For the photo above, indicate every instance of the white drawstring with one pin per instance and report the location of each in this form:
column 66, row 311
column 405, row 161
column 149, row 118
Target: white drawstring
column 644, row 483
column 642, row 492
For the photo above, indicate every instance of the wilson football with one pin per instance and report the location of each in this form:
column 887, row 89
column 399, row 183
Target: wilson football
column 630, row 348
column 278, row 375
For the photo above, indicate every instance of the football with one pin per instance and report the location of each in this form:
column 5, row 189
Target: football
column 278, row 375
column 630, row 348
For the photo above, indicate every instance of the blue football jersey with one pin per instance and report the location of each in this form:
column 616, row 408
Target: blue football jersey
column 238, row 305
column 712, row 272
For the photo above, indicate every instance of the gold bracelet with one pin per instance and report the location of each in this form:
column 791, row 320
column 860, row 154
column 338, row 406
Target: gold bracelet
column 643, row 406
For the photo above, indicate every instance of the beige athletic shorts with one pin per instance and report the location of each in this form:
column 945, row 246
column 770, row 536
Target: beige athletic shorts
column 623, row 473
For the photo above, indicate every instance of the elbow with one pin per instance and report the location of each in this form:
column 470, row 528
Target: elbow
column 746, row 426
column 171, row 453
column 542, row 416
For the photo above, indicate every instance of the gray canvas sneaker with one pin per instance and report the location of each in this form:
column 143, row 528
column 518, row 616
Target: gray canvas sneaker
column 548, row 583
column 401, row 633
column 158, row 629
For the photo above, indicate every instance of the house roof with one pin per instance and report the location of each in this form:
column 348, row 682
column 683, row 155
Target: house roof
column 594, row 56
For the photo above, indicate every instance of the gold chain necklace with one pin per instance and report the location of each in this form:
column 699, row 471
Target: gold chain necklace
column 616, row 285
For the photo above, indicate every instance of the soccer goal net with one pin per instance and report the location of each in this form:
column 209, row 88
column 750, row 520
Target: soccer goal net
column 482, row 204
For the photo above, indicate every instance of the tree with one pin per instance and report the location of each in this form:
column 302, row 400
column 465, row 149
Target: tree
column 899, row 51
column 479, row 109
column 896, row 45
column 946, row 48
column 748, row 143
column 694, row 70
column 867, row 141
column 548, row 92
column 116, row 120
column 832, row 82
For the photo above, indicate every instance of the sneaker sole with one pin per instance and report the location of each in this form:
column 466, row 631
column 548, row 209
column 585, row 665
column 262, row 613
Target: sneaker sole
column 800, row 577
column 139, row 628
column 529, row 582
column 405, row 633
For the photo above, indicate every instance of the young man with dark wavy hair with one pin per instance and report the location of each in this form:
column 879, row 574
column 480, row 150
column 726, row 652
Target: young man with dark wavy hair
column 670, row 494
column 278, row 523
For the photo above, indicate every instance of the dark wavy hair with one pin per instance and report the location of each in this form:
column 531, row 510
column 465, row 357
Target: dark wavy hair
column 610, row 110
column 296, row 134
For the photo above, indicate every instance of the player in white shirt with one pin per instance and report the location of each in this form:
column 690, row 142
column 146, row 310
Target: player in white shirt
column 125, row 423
# # # # #
**YOUR INSTRUCTIONS**
Output the material in full, matching it word for word.

**WRITTEN ANSWER**
For the photo above, indicate every instance of the white drawstring with one pin per instance and report the location of each in this form:
column 66, row 311
column 405, row 161
column 149, row 118
Target: white drawstring
column 644, row 483
column 642, row 492
For the photo above, indicate every instance of the wilson football with one pin per instance and report the location of each in this form:
column 887, row 89
column 399, row 183
Target: wilson football
column 630, row 348
column 278, row 375
For the photo above, indicate every instance of the football with one pin per instance and report the location of each in this form:
column 5, row 189
Target: football
column 278, row 375
column 630, row 348
For the photo above, indicate every instance of the blue football jersey with one pin per instance and report the location of each in this form:
column 616, row 408
Target: blue football jersey
column 238, row 305
column 712, row 272
For the photo above, indicate every instance of the gold bracelet with one pin per instance and report the location of each in this form:
column 791, row 320
column 860, row 154
column 338, row 406
Target: gold bracelet
column 643, row 406
For the photo above, indicate every instance of the beige athletic shorts with one pin per instance and report the location of each in this form:
column 945, row 246
column 770, row 536
Target: beige athletic shorts
column 623, row 473
For the photo above, indicate every instance of the elbow with one pin per instance and report the location of each in this form:
column 470, row 528
Target: elbow
column 746, row 426
column 171, row 453
column 542, row 416
For the photo above, indicate every instance of the gray canvas sneaker with one pin per instance and report the location of each in this form:
column 143, row 528
column 518, row 616
Target: gray canvas sneaker
column 548, row 583
column 401, row 633
column 158, row 629
For the photo above, indicate every instance of the house roof with one pin per instance and report the location of each in this form:
column 348, row 682
column 683, row 155
Target: house roof
column 594, row 56
For the photo above, indicate every instance of the gold chain necklace with one pin per instance and report the location of each in this form:
column 699, row 471
Target: gold chain necklace
column 616, row 285
For the photo above, indicate every instance of the soccer goal net with one pin per instance and report the location of each in this form:
column 209, row 88
column 750, row 520
Target: soccer goal net
column 482, row 204
For the photo above, indicate every instance of the tree with one pin per instance and report the location of each in this form:
column 302, row 400
column 465, row 149
Target: tree
column 899, row 51
column 479, row 109
column 896, row 45
column 946, row 48
column 748, row 143
column 694, row 70
column 867, row 141
column 548, row 92
column 116, row 120
column 832, row 82
For the photo above, indicate every instance of the sneaker sole with one pin per instance and report the location of each in this form:
column 466, row 631
column 548, row 209
column 585, row 665
column 262, row 613
Target: sneaker sole
column 800, row 577
column 139, row 628
column 529, row 582
column 405, row 633
For the photo above, indicate every instance of the young man with dark wavy hair with one pin per instance and report the location of each in this form:
column 879, row 574
column 480, row 150
column 726, row 652
Target: young man with dark wavy hair
column 670, row 494
column 278, row 523
For the photo above, indicate every instance of the dark wavy hair with one pin per instance and report the location of each in this form:
column 531, row 510
column 465, row 357
Target: dark wavy hair
column 610, row 110
column 296, row 134
For the photo above, indicate every instance of the player in white shirt with one pin per instance and report the location of each in this form:
column 690, row 142
column 146, row 310
Target: player in white shirt
column 125, row 423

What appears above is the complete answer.